> [Problem description]:
Put every line of the data below into a numbered list, skipping blank lines. Leave the pictures out of your answer.

(Image object location entries)
━━━━━━━━━━
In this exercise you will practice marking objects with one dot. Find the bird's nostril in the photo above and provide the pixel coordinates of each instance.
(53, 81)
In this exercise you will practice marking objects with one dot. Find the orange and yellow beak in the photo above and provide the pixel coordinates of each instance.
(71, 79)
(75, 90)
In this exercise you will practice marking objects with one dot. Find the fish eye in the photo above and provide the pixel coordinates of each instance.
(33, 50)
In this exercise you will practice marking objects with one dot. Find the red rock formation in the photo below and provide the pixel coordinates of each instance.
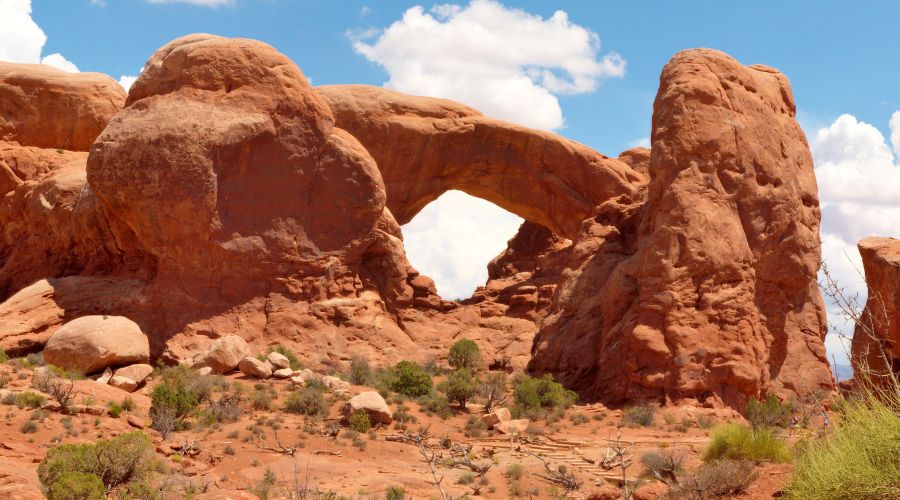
━━━━━━━━━━
> [Full output]:
1. In this exercise you will practice marking objects with one dot. Find the bird's nostril in the photo above and provide the pixel coordinates of each instance.
2. (53, 81)
3. In this exercise you will practice marking objects with one dot. Find the orange and yellow beak in the photo above and provide the pixel coordinates of each instance.
4. (71, 79)
5. (75, 90)
6. In this exercise you will practice marking objects with one dot. Find the fish eye in the photo above and provide the pixel coordinates of each instance.
7. (33, 50)
8. In this exercise you will practice marking objects with one dot. Find the red rock formation in the photo below and provide the pixel coordinates of each instance.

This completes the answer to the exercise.